BEGIN TEXT PROVIDED

Essential Knowledge
Intellectual property is a work or invention that is the result of creativity, to which one has rights over.
In the modernized world today, intellectual property can be shared more easily now through the Internet. This raises concerns about who owns something that was created digitally.
Copyright protects your IP and keeps anyone else from using it, unless they have permission. Anything you create like a picture u took or a digital drawing, you automatically own an “All rights reserved” copyright. If we pretend that material is our own then it becomes plagiarism
There are ways to create material for others to use:
Creative Commons
Open Source
Open Access
A - The browser Firefox is fully open-source. Mozilla has stated that this improves customer choice and innovation in the browser market.
No matter how you use something, it’s still important to cite information and give credit where it belongs. There is so information at our fingertips and though open source programs may be created with good intentions, people will sometimes use these open sources and modify them to harm individuals or groups.
There are legal concerns regarding computing devices that collect and analyze data by monitoring individual activity. Digital media downloads can sometimes include viruses and harmful programs
Some softwares may include algorithms with bias. The training data for the software might underrepresent certain groups or demographics. Lack of fairness in algorithmic decision-making can perpetuate societal inequalities.
The digital divide is the unequal distribution of access to technology Although the Internet provides all these resources for us to use, certain groups of people do not have the technology readily available for them to use. These databases and online resources are only beneficial to those who have the opportunities and privileges to understand and access technology.
A - Another ethical concern for intellectual property is the discussion surrounding dataset harvesting for LLMs and other modern AI systems. Some creators whose work has been used for LLM training without their own permission have raised complaints of IP/copyright violations and plagiarism, while others have sought to prevent theirs from being used.

END TEXT PROVIDED
BEGIN INPUT DATA

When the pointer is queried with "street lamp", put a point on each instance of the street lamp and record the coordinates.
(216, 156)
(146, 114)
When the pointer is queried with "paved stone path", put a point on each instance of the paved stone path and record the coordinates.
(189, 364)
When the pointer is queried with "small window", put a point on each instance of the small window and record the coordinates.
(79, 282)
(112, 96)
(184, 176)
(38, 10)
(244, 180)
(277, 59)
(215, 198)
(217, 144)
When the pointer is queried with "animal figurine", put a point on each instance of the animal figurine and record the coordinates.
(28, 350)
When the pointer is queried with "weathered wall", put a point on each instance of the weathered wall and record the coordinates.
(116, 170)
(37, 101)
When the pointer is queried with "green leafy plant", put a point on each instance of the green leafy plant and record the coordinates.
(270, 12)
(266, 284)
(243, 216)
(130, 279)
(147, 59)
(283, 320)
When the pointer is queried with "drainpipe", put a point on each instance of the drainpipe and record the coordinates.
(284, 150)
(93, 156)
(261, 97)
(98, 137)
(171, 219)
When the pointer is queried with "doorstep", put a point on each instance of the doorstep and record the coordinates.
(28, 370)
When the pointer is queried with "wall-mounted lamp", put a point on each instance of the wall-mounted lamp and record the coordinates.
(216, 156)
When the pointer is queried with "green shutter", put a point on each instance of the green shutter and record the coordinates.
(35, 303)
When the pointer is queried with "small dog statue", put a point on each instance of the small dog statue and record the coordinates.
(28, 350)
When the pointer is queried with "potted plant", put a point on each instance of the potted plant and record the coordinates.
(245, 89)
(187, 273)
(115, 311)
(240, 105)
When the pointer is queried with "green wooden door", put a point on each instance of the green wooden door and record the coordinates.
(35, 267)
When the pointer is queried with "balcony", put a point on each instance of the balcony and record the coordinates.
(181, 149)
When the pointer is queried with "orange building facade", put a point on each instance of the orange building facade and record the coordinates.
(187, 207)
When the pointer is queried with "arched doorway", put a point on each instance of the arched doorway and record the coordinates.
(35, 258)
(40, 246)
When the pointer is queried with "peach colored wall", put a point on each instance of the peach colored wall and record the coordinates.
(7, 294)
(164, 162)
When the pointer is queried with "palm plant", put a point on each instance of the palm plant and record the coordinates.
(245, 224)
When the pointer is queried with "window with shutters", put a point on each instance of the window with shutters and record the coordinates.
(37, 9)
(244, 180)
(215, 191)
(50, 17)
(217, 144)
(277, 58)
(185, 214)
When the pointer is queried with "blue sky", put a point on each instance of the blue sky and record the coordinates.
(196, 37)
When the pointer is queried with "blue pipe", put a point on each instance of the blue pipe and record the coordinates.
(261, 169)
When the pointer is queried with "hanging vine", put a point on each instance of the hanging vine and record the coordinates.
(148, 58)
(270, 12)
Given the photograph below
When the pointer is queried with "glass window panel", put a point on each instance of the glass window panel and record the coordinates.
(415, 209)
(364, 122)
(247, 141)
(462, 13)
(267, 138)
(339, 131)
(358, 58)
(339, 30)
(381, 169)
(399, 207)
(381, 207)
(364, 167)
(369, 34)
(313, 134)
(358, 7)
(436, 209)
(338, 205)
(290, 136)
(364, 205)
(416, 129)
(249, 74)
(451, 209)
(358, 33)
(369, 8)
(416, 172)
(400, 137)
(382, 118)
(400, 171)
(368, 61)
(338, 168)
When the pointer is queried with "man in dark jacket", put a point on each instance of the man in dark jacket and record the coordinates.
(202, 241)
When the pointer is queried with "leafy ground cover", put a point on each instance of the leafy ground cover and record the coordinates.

END INPUT DATA

Translate into Spanish this sentence from the notes on intellectual property above: "Lack of fairness in algorithmic decision-making can perpetuate societal inequalities."

• [SOLUTION FOR THIS TASK]:
La falta de equidad en la toma de decisiones algorítmica puede perpetuar las desigualdades sociales.